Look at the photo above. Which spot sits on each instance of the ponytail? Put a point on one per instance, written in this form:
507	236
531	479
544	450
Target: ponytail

- **PROBLEM DESCRIPTION**
Copy out the entire listing word for word. Keep every line as it is.

- **RESPONSE TO THIS EXERCISE**
Look at the photo above. Which spot sits on each instance of the ponytail? Put a point on one per instance, written in this form:
507	236
531	479
544	450
Target: ponytail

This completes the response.